#### EXTRACT PROVIDED ####

The original concept was for a conical nose, this evolved (after 1987?) to a flat shovel shape.

The X-30 configuration integrated engine and fuselage. The shovel-shaped forward fuselage generated a shock wave to compress air before it entered the engine. The aft fuselage formed an integrated nozzle to expand the exhaust. The engine between was a scramjet. At the time, no scramjet engine was close to operational.

The aerodynamic configuration was an example of a waverider. Most of the lift was generated by the fuselage by compression lift. The "wings" were small fins providing trim and control. This configuration was efficient for high-speed flight, but would have made takeoff, landing and slow-speed flight difficult.

Temperatures on the airframe were expected to be 980 C over a large part of the surface, with maxima of more than 1650 C on the leading edges and portions of the engine. This required the development of high temperature lightweight materials, including alloys of titanium and aluminum known as gamma and alpha titanium aluminide, advanced carbon/carbon composites, and titanium metal matrix composite (TMC) with silicon carbide fibers. Titanium matrix composites were used by McDonnell Douglas to create a representative fuselage section called "Task D". The Task D test article was four feet high by eight feet wide by eight feet long. A carbon/epoxy cryogenic hydrogen tank was integrated with the fuselage section and the whole assembly, including volatile and combustible hydrogen, was successfully tested with mechanical loads and a temperature of 820 °C (1,500 °F) in 1992, just before program cancellation.

#### ENTRIES PROVIDED ####

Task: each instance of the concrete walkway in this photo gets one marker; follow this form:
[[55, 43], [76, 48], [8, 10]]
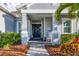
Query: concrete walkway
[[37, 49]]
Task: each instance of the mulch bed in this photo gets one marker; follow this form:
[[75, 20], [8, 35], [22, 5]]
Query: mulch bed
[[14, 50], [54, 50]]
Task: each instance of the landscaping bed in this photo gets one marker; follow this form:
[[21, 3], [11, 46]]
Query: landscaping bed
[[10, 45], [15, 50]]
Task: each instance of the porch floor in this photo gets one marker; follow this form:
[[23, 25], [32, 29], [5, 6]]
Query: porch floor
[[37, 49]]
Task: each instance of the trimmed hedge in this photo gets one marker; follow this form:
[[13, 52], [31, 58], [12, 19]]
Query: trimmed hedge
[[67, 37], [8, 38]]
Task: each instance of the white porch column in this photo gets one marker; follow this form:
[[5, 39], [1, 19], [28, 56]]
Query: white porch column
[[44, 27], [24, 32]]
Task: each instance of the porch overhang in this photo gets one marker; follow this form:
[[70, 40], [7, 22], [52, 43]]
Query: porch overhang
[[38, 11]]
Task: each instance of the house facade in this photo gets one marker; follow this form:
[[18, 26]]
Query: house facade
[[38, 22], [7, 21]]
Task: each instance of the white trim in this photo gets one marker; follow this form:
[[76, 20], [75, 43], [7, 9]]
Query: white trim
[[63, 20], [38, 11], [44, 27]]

####
#### ENTRIES PROVIDED ####

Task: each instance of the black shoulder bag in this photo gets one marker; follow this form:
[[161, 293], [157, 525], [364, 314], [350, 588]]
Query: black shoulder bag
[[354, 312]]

####

▶ [ASSIGNMENT A]: From the passage on the X-30, copy the words starting with "The original concept" and going on through "slow-speed flight difficult.".
▶ [ASSIGNMENT B]: According to the passage on the X-30, what were the dimensions of the Task D test article?

▶ [TASK RESPONSE A]:
The original concept was for a conical nose, this evolved (after 1987?) to a flat shovel shape.

The X-30 configuration integrated engine and fuselage. The shovel-shaped forward fuselage generated a shock wave to compress air before it entered the engine. The aft fuselage formed an integrated nozzle to expand the exhaust. The engine between was a scramjet. At the time, no scramjet engine was close to operational.

The aerodynamic configuration was an example of a waverider. Most of the lift was generated by the fuselage by compression lift. The "wings" were small fins providing trim and control. This configuration was efficient for high-speed flight, but would have made takeoff, landing and slow-speed flight difficult.

▶ [TASK RESPONSE B]: It was four feet high by eight feet wide by eight feet long.